Task to carry out -> Would you transcribe each of the entries exactly, with nothing added or dropped?

Study material Block Start

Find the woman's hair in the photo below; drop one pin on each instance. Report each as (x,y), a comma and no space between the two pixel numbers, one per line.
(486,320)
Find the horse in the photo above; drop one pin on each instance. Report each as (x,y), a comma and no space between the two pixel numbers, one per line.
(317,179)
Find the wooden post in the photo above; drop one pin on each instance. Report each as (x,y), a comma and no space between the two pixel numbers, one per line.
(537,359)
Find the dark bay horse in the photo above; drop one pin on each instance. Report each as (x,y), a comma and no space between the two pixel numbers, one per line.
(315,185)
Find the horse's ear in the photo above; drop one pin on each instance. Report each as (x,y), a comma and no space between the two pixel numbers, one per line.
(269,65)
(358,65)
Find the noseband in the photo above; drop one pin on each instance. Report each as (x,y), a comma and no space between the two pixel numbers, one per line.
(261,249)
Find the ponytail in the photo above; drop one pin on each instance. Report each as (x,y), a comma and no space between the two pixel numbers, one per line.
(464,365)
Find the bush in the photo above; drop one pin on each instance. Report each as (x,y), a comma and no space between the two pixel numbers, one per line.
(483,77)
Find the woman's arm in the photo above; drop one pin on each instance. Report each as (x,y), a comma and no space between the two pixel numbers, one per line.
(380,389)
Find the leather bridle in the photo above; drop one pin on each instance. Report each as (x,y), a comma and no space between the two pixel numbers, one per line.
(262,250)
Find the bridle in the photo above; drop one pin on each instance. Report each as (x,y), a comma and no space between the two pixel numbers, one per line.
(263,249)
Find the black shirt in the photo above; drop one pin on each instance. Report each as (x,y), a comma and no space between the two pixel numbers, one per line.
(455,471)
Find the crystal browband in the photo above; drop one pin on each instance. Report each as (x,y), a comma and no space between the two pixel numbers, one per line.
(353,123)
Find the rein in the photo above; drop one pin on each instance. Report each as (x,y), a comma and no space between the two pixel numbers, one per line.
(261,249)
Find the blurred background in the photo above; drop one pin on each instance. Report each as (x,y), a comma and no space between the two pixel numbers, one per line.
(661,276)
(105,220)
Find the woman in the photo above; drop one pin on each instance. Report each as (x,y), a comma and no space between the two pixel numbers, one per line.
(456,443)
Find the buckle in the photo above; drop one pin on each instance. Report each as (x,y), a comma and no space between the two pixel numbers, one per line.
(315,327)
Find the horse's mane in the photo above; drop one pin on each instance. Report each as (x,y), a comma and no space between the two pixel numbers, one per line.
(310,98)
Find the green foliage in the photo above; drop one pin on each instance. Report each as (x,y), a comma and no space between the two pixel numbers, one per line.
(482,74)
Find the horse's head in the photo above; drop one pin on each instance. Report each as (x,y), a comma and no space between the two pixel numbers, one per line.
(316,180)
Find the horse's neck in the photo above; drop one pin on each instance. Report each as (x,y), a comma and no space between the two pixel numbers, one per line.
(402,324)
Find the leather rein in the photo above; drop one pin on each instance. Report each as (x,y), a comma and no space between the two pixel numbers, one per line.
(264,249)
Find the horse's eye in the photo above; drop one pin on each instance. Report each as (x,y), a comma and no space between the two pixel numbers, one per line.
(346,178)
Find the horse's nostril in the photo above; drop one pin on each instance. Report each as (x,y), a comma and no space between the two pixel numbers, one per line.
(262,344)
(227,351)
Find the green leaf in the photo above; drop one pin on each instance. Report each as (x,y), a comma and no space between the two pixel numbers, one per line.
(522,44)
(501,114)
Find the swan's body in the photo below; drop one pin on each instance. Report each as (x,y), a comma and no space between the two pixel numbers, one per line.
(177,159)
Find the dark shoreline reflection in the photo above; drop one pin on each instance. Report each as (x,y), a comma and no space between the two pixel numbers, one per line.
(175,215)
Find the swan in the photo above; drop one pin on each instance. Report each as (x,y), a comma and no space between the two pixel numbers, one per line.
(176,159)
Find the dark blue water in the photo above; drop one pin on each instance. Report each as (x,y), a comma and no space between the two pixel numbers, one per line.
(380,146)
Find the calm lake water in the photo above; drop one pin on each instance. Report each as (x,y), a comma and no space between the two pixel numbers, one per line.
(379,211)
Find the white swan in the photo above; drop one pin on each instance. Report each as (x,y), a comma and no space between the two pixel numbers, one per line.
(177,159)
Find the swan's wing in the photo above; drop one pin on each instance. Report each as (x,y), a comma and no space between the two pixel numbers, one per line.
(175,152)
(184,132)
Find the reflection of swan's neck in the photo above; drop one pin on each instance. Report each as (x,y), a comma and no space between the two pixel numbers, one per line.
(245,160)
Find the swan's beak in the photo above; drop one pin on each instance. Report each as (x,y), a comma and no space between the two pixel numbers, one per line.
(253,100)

Study material Block End

Problem solution ->
Find the woman's hair in the photo below; drop one pin on each instance. Report each as (x,y), a comma and no space between the two pixel numbers, one per line.
(486,320)
Find the horse in the photo above; drop one pin on each instance. Report each as (x,y), a comma and no space between the two pixel numbers, one per line.
(317,179)
Find the wooden post in the photo above; drop one pin on each instance. Report each as (x,y), a comma and no space between the two pixel numbers, one per line.
(537,359)
Find the dark bay horse in the photo above; drop one pin on each instance. Report each as (x,y), a comma and no space between the two pixel numbers, one per line.
(315,185)
Find the horse's ear in the photo above; drop one pin on each instance. Report each as (x,y), a comma and no space between the two pixel numbers, one per line.
(269,65)
(358,65)
Find the noseband in the photo above; drop one pin on each instance. Report each as (x,y), a comma and no space between the two pixel numbers, one per line.
(261,249)
Find the ponytail in the photo above; drop one pin on each instance. Report each as (x,y), a comma and no space between the two pixel numbers, one per line.
(464,365)
Find the bush in the photo above; drop one pin on each instance. Report each as (x,y), a comma and no space between the two pixel numbers, one per line.
(483,77)
Find the woman's arm in the photo above; drop one pin on each instance. Report each as (x,y), a comma and no space between the two pixel numbers, one per line.
(380,389)
Find the leather bridle in the photo above; drop one pin on each instance. Report each as (x,y), a comma and no space between the two pixel numbers, one per line.
(262,250)
Find the bridle in the photo above; drop one pin on each instance. Report each as (x,y), a comma and no space between the two pixel numbers, one per line.
(263,249)
Find the black shirt in the photo above; drop one pin on each instance. Report each as (x,y), a comma and no space between the two pixel numbers, one per line.
(455,471)
Find the crystal browband in the photo above; drop one pin on each instance. Report each as (x,y), a comma and no space between the two pixel numbers, one per line.
(353,123)
Find the rein in the photo above; drop one pin on each instance. Report each as (x,y), a comma and no space between the two pixel numbers, one per line.
(261,249)
Find the blurred background in the photo above; drop one pin on each instance. Report each as (x,y), a comma and no space between the two pixel numbers, one per line.
(661,276)
(105,220)
Find the woman in the photo above; drop one pin on each instance. Report each as (x,y), a comma and no space between the two pixel numbers, one per line.
(456,443)
Find the buckle in the photo above; drop one pin on each instance. Report each as (x,y), a comma and no space between the two pixel numbers, one per line.
(315,327)
Find the horse's mane in the photo above; drop one pin on each instance. Report each as (x,y), a comma and no space between the two pixel numbers, one per line.
(310,98)
Find the green foliage in the photo above; drop one pin on each instance. Report each as (x,y), a comma and no space between the two pixel numbers, one per line.
(482,74)
Find the horse's head in the photo above; drop one pin on each instance. Report each as (x,y), a comma and no space between the two pixel numbers, one per line.
(316,180)
Find the horse's neck in the photo above; drop one pin on each instance. Report each as (x,y), a comma and no space between the two pixel numbers, one per line.
(402,324)
Find the leather rein in the photo above; drop one pin on each instance. Report each as (x,y), a comma and no space between the two pixel numbers, one per line.
(264,249)
Find the horse's eye in the photo above; drop one pin on each instance. Report each as (x,y), a comma and no space between the two pixel numbers, one per line.
(346,178)
Find the horse's nostril in the photo above; drop one pin on each instance. Report each as (x,y), a comma and no space between the two pixel numbers, one per line.
(262,344)
(227,351)
Find the green leaf in the photo above; drop one pin on each instance. Report each as (x,y), a comma and no space between the two pixel numbers, one per line.
(522,44)
(501,114)
Find the swan's body in the photo below; drop one pin on each instance. Report each as (x,y), a comma and no space between the two pixel numbers, one per line.
(177,159)
Find the dark shoreline reflection in the photo above; drop one pin on each instance. Report each as (x,y), a comma and no space between the two pixel numbers, one per line.
(175,215)
Find the swan in the photo above; drop one pin on each instance. Report each as (x,y), a comma and no space between the two pixel numbers, one per line.
(176,159)
Find the dark blue water in the photo above; drop one pin on each instance. Report each as (x,y), a comma and no space between the two pixel numbers, one per line.
(380,146)
Find the calm lake water in the photo above; drop one pin on each instance. Report each as (x,y), a comma and no space between the two pixel numbers, one per line.
(379,211)
Find the white swan in the photo above; drop one pin on each instance. Report each as (x,y), a comma and no space between the two pixel numbers, one per line.
(177,159)
Find the swan's wing in the photo above; drop one pin on each instance. Report each as (x,y), a comma and no space between the two pixel numbers, one per line.
(175,152)
(184,132)
Find the reflection of swan's neck in the photo above; drop one pin on each instance. Report each as (x,y), a comma and no space between the two pixel numbers, one per line.
(245,160)
Find the swan's beak in the photo above; drop one pin on each instance. Report each as (x,y), a comma and no space between the two pixel numbers, one per line.
(253,100)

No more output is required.